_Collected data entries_
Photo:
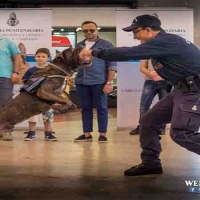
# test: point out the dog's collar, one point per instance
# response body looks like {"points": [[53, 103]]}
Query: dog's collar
{"points": [[53, 65]]}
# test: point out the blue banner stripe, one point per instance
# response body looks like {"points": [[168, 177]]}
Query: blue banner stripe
{"points": [[32, 59]]}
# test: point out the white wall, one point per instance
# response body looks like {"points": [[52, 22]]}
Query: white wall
{"points": [[73, 17]]}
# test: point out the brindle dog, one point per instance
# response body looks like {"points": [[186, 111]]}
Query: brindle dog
{"points": [[26, 105]]}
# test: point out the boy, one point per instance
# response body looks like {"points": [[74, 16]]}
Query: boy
{"points": [[42, 55]]}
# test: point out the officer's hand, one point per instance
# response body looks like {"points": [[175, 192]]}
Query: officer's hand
{"points": [[157, 78], [85, 57], [108, 88], [15, 78]]}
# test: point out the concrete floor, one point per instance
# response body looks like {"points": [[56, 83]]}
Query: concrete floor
{"points": [[41, 170]]}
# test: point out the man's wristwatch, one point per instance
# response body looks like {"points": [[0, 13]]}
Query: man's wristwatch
{"points": [[109, 82], [16, 72]]}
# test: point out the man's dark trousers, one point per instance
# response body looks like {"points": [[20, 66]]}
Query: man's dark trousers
{"points": [[182, 108]]}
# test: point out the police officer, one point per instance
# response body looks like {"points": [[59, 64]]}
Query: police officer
{"points": [[177, 61]]}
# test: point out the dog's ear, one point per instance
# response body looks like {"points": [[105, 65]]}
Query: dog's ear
{"points": [[57, 52]]}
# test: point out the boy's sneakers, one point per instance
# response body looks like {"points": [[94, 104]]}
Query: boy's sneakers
{"points": [[135, 131], [82, 138], [102, 139], [30, 136], [7, 136], [49, 136], [144, 169]]}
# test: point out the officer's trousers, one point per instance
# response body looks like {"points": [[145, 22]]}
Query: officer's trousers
{"points": [[180, 108]]}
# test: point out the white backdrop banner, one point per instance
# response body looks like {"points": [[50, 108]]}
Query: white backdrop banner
{"points": [[130, 80], [30, 29]]}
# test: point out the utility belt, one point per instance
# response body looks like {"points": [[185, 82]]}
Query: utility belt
{"points": [[190, 84]]}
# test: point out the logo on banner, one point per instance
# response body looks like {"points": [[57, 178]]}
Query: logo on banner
{"points": [[13, 21]]}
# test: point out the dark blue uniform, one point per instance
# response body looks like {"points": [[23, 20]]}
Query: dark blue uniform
{"points": [[177, 61]]}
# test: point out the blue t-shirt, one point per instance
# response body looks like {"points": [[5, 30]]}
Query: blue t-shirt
{"points": [[97, 73], [30, 72], [8, 49]]}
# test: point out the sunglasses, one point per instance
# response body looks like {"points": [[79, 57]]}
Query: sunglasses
{"points": [[137, 31], [88, 30]]}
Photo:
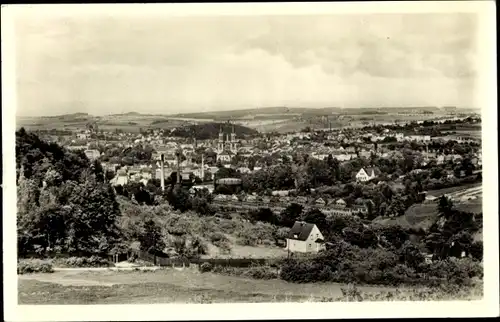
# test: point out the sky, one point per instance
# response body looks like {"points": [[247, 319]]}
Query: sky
{"points": [[102, 64]]}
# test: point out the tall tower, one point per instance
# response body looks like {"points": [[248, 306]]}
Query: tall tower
{"points": [[162, 173], [220, 145], [202, 167], [233, 140]]}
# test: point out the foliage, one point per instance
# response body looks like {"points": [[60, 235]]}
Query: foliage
{"points": [[65, 205], [151, 240], [345, 263], [26, 266], [205, 267], [92, 261], [265, 272]]}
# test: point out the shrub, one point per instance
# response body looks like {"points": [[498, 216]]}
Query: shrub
{"points": [[217, 237], [93, 261], [257, 272], [26, 266], [206, 267], [260, 272]]}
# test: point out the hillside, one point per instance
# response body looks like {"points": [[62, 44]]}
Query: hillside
{"points": [[211, 130]]}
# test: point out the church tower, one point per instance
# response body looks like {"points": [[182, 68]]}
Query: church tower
{"points": [[233, 141], [220, 145]]}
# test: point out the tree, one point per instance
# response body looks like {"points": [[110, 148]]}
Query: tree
{"points": [[151, 240], [445, 206], [290, 214], [178, 197], [411, 255], [315, 216]]}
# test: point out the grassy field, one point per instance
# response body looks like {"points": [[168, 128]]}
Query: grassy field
{"points": [[440, 192], [172, 286]]}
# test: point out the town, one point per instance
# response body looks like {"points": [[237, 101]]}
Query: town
{"points": [[267, 158]]}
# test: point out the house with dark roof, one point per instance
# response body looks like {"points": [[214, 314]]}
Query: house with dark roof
{"points": [[367, 174], [304, 238]]}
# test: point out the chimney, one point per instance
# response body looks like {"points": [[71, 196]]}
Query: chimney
{"points": [[162, 174], [202, 167]]}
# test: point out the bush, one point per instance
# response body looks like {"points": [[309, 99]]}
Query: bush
{"points": [[206, 267], [93, 261], [26, 266], [257, 272], [217, 238], [344, 263]]}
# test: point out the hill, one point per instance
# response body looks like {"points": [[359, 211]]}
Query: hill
{"points": [[211, 130]]}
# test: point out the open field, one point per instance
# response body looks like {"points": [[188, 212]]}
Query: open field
{"points": [[164, 286], [423, 215], [451, 190]]}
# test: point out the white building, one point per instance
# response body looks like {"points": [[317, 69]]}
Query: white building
{"points": [[304, 238], [366, 174]]}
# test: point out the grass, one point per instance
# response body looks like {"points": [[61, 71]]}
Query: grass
{"points": [[440, 192], [189, 286]]}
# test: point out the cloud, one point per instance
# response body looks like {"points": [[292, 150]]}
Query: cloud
{"points": [[107, 64], [411, 46]]}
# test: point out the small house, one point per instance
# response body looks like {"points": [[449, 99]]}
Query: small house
{"points": [[367, 174], [304, 238], [320, 202], [340, 203]]}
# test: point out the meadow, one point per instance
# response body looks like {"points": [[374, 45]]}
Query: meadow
{"points": [[190, 286]]}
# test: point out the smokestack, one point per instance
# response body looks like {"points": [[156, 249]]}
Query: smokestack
{"points": [[179, 153], [162, 173], [202, 167]]}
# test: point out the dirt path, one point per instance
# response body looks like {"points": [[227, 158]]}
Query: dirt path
{"points": [[192, 279]]}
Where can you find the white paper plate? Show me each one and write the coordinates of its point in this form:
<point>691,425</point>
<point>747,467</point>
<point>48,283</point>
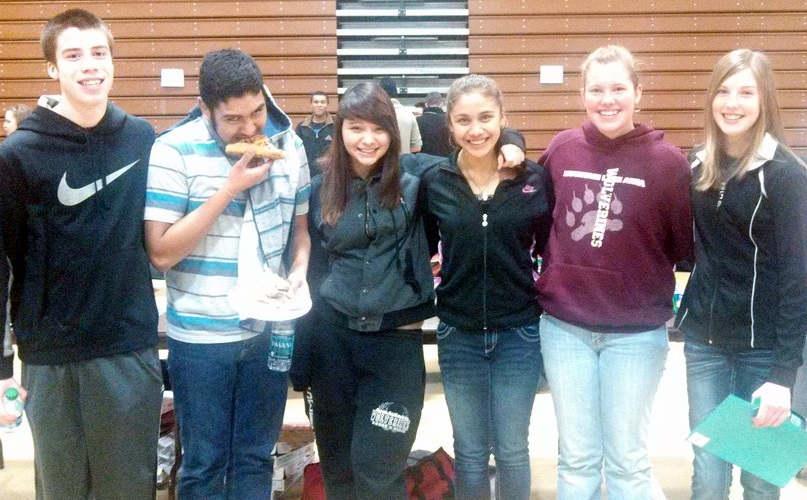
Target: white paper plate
<point>246,306</point>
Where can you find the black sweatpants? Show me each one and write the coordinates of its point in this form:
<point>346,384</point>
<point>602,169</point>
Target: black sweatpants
<point>367,399</point>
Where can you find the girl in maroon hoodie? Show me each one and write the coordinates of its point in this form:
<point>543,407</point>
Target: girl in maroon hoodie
<point>622,219</point>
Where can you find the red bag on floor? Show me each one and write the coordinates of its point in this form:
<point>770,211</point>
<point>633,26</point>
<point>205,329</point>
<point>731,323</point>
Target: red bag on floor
<point>431,478</point>
<point>313,486</point>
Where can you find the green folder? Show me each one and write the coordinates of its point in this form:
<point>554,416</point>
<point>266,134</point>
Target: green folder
<point>775,454</point>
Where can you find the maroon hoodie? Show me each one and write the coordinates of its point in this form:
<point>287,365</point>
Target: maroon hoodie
<point>622,219</point>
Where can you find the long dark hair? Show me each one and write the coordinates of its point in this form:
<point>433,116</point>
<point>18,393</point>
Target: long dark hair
<point>364,101</point>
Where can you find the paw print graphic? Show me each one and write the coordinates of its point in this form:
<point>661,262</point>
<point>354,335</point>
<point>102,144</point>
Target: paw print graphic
<point>582,215</point>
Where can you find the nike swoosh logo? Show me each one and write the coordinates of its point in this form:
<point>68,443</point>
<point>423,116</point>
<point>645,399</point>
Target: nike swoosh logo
<point>73,196</point>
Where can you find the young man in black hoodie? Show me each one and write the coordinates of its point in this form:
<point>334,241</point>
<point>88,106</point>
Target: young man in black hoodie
<point>72,186</point>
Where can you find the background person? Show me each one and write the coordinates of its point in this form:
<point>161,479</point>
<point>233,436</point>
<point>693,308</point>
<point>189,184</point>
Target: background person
<point>411,140</point>
<point>489,221</point>
<point>743,311</point>
<point>72,185</point>
<point>205,214</point>
<point>433,125</point>
<point>316,130</point>
<point>621,221</point>
<point>14,115</point>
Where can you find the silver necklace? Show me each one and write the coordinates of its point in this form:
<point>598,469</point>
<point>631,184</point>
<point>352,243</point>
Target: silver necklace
<point>480,193</point>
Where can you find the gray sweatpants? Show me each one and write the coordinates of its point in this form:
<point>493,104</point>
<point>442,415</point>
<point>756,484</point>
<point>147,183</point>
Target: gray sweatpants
<point>95,426</point>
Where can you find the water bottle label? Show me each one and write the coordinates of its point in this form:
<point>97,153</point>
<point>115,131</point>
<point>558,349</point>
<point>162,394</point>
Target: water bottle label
<point>282,346</point>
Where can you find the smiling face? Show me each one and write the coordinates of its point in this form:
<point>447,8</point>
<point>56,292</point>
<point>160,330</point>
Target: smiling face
<point>83,68</point>
<point>237,118</point>
<point>365,143</point>
<point>476,122</point>
<point>319,107</point>
<point>610,97</point>
<point>736,108</point>
<point>10,122</point>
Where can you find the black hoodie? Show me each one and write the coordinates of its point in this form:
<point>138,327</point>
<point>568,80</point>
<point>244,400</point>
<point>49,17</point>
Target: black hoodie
<point>72,223</point>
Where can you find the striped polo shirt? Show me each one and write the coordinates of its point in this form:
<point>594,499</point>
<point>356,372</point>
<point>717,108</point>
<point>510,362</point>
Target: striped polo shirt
<point>187,167</point>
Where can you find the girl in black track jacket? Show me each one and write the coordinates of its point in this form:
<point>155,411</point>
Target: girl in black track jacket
<point>743,312</point>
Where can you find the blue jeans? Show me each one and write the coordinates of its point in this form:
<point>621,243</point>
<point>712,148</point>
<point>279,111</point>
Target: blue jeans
<point>713,374</point>
<point>490,380</point>
<point>230,409</point>
<point>602,385</point>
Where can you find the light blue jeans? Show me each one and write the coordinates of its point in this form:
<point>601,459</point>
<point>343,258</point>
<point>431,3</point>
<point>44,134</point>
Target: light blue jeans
<point>490,380</point>
<point>713,374</point>
<point>603,386</point>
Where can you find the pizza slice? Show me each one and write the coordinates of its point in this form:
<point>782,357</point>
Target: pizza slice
<point>260,144</point>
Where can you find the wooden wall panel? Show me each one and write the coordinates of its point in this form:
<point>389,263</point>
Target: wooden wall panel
<point>678,44</point>
<point>293,42</point>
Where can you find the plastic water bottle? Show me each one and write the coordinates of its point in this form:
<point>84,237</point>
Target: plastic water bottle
<point>282,346</point>
<point>12,405</point>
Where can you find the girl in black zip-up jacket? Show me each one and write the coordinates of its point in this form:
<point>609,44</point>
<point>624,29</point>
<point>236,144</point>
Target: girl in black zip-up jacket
<point>489,222</point>
<point>360,348</point>
<point>743,312</point>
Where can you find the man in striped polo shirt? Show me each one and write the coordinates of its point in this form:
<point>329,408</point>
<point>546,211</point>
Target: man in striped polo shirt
<point>202,207</point>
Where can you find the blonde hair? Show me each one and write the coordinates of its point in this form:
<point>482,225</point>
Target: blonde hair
<point>612,53</point>
<point>768,122</point>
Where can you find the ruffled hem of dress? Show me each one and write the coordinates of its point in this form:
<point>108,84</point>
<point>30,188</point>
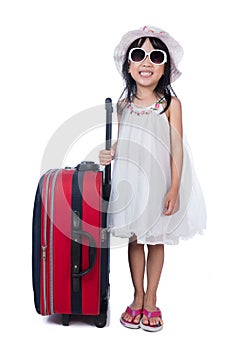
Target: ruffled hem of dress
<point>141,239</point>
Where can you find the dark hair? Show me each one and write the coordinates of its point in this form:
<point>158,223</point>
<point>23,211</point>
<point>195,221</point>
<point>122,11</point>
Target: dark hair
<point>163,87</point>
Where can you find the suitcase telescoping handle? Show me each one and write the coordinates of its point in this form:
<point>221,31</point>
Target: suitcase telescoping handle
<point>107,180</point>
<point>109,110</point>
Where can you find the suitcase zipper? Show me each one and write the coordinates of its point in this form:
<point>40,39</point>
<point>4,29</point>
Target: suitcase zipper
<point>51,240</point>
<point>44,247</point>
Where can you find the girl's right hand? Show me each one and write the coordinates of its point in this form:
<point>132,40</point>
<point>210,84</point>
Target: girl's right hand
<point>106,156</point>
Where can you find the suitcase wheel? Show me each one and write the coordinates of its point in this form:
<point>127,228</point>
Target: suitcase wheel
<point>100,321</point>
<point>66,319</point>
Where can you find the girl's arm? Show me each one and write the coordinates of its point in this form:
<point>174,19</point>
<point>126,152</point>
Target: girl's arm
<point>171,204</point>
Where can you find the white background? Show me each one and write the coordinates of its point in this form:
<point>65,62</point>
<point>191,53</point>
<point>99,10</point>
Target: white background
<point>56,60</point>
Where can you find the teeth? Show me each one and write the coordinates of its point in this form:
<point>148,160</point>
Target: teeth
<point>145,74</point>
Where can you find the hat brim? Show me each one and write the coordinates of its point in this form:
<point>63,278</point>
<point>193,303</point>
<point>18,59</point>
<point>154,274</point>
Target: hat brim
<point>174,48</point>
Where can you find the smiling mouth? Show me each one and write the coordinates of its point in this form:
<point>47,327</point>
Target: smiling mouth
<point>145,73</point>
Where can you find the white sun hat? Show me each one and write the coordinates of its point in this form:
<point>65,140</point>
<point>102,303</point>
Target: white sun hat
<point>174,48</point>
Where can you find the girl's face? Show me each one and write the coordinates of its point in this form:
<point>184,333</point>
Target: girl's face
<point>145,73</point>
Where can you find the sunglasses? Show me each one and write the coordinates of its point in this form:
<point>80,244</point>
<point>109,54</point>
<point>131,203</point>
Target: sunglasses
<point>138,55</point>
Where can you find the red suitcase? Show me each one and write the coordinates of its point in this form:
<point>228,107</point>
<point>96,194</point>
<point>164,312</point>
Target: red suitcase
<point>71,242</point>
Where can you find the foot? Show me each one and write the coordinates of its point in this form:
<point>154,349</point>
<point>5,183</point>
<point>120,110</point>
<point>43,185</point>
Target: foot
<point>129,316</point>
<point>152,317</point>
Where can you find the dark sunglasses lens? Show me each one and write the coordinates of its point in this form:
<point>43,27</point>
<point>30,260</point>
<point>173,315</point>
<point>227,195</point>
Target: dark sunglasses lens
<point>137,55</point>
<point>157,57</point>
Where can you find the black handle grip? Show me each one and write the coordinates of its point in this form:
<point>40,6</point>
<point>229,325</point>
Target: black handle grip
<point>109,110</point>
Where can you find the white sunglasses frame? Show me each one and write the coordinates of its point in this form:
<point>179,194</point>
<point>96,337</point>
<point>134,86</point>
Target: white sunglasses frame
<point>147,54</point>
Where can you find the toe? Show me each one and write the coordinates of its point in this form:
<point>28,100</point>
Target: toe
<point>137,319</point>
<point>145,320</point>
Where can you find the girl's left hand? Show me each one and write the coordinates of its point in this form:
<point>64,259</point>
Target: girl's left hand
<point>171,202</point>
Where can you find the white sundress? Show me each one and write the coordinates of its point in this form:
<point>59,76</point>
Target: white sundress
<point>141,179</point>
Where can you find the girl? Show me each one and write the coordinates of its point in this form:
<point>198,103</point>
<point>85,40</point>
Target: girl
<point>155,197</point>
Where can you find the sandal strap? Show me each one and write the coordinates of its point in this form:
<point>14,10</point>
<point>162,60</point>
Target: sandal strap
<point>150,314</point>
<point>133,313</point>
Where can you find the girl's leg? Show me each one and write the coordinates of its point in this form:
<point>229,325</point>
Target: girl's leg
<point>155,260</point>
<point>136,257</point>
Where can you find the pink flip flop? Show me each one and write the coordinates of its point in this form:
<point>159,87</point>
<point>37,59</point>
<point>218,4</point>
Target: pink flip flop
<point>148,314</point>
<point>132,313</point>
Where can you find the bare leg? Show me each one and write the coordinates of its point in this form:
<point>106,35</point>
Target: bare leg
<point>136,257</point>
<point>155,262</point>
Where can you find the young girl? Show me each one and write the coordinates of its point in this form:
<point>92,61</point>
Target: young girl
<point>155,197</point>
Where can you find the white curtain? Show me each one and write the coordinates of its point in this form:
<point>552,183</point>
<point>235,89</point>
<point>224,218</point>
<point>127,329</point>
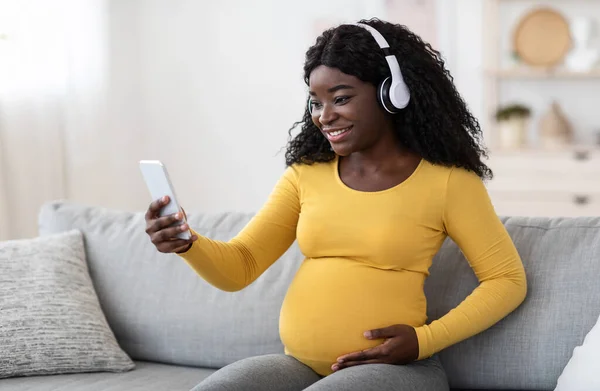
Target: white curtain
<point>43,77</point>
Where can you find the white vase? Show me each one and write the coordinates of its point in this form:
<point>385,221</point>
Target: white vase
<point>582,57</point>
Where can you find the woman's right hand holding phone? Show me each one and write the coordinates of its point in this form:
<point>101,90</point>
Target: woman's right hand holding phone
<point>161,231</point>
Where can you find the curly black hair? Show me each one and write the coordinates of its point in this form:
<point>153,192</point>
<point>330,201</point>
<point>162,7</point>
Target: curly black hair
<point>436,124</point>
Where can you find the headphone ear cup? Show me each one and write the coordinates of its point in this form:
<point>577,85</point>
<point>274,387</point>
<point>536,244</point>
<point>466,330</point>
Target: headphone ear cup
<point>383,96</point>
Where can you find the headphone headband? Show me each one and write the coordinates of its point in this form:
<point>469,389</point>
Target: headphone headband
<point>395,94</point>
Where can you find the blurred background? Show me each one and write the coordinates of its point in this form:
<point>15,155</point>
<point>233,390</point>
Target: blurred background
<point>90,87</point>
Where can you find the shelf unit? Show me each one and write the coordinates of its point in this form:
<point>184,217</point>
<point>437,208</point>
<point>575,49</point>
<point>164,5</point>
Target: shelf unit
<point>531,181</point>
<point>494,74</point>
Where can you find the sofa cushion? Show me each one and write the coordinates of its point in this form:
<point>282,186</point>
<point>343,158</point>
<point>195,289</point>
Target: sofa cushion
<point>157,306</point>
<point>145,377</point>
<point>529,348</point>
<point>50,319</point>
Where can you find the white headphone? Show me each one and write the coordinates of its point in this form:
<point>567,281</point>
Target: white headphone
<point>393,94</point>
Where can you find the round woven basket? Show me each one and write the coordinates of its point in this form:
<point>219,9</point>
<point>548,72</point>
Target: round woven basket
<point>542,37</point>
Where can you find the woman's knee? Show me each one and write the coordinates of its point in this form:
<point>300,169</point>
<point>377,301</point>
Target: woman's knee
<point>273,372</point>
<point>426,375</point>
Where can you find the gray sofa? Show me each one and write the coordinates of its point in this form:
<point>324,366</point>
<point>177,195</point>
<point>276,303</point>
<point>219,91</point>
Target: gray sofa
<point>178,328</point>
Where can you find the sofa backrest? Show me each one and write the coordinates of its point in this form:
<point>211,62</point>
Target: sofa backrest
<point>156,305</point>
<point>161,311</point>
<point>528,349</point>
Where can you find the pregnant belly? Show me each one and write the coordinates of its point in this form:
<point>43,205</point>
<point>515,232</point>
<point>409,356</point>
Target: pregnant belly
<point>333,301</point>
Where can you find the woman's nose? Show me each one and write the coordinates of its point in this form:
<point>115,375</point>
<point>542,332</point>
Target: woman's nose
<point>328,114</point>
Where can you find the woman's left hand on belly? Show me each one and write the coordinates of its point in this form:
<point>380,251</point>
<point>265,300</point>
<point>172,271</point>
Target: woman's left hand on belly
<point>400,346</point>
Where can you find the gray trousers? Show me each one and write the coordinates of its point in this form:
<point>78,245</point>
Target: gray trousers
<point>278,372</point>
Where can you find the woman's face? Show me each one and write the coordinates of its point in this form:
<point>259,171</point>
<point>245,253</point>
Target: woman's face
<point>346,111</point>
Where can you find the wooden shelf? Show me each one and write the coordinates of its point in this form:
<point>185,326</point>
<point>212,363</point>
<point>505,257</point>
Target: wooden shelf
<point>542,73</point>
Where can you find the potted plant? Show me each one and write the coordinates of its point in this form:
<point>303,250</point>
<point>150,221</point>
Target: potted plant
<point>513,122</point>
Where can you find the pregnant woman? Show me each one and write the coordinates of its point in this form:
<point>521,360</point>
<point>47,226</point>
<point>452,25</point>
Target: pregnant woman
<point>386,166</point>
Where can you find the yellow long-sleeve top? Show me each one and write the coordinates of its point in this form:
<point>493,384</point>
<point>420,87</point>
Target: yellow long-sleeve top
<point>367,255</point>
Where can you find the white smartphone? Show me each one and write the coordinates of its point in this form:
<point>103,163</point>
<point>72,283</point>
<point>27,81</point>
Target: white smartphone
<point>159,184</point>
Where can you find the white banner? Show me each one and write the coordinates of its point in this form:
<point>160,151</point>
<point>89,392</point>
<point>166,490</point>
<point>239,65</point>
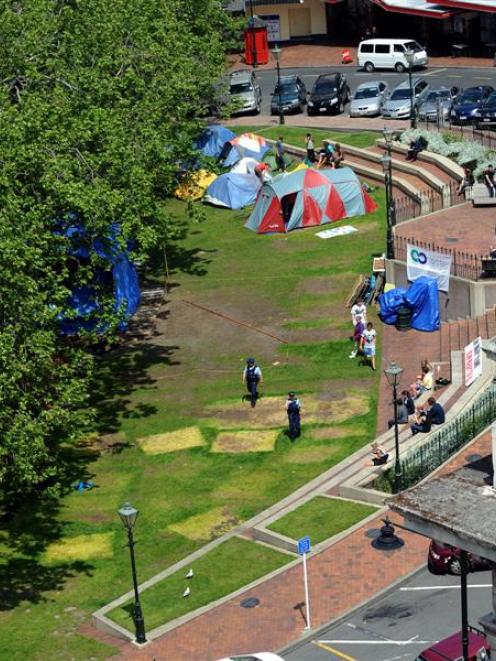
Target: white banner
<point>420,261</point>
<point>473,360</point>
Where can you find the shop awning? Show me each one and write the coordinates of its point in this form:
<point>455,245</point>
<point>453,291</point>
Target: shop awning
<point>419,7</point>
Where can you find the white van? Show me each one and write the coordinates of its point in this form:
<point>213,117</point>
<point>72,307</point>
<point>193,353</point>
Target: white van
<point>389,54</point>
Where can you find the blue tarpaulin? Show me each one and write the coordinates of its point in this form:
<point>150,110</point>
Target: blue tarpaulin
<point>421,297</point>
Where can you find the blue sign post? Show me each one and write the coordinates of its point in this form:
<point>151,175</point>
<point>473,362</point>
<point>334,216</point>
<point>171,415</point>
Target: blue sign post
<point>303,547</point>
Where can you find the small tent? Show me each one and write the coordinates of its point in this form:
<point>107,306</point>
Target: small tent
<point>233,191</point>
<point>247,144</point>
<point>308,197</point>
<point>213,139</point>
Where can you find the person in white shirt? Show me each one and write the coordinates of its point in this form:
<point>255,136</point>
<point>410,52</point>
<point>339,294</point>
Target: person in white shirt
<point>359,310</point>
<point>368,343</point>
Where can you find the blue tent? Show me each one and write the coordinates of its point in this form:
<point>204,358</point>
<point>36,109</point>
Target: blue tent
<point>421,297</point>
<point>121,276</point>
<point>213,139</point>
<point>233,191</point>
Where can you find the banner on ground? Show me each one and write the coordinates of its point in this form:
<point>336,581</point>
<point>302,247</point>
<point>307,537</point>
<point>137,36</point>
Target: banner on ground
<point>420,261</point>
<point>472,355</point>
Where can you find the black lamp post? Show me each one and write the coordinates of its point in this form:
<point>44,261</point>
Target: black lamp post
<point>393,375</point>
<point>276,52</point>
<point>128,515</point>
<point>410,58</point>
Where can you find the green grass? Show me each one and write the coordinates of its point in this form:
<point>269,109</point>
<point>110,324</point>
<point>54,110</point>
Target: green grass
<point>295,135</point>
<point>321,518</point>
<point>283,284</point>
<point>216,574</point>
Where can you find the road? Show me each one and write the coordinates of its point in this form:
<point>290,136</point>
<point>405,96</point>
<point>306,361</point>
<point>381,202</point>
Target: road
<point>437,77</point>
<point>398,627</point>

_Exercise objective_
In the records above, the line with "Where can you find the white background?" marks the start and the line with "<point>148,160</point>" marks the end; copy that stretch exactly, both lines included, and nothing else.

_Task response_
Where can you find the white background? Show me each one and write the coordinates of its point in this form:
<point>65,62</point>
<point>191,53</point>
<point>99,10</point>
Target: white background
<point>56,60</point>
Where can you find the teeth? Show me each one and write the coordinates of its point in this form:
<point>148,160</point>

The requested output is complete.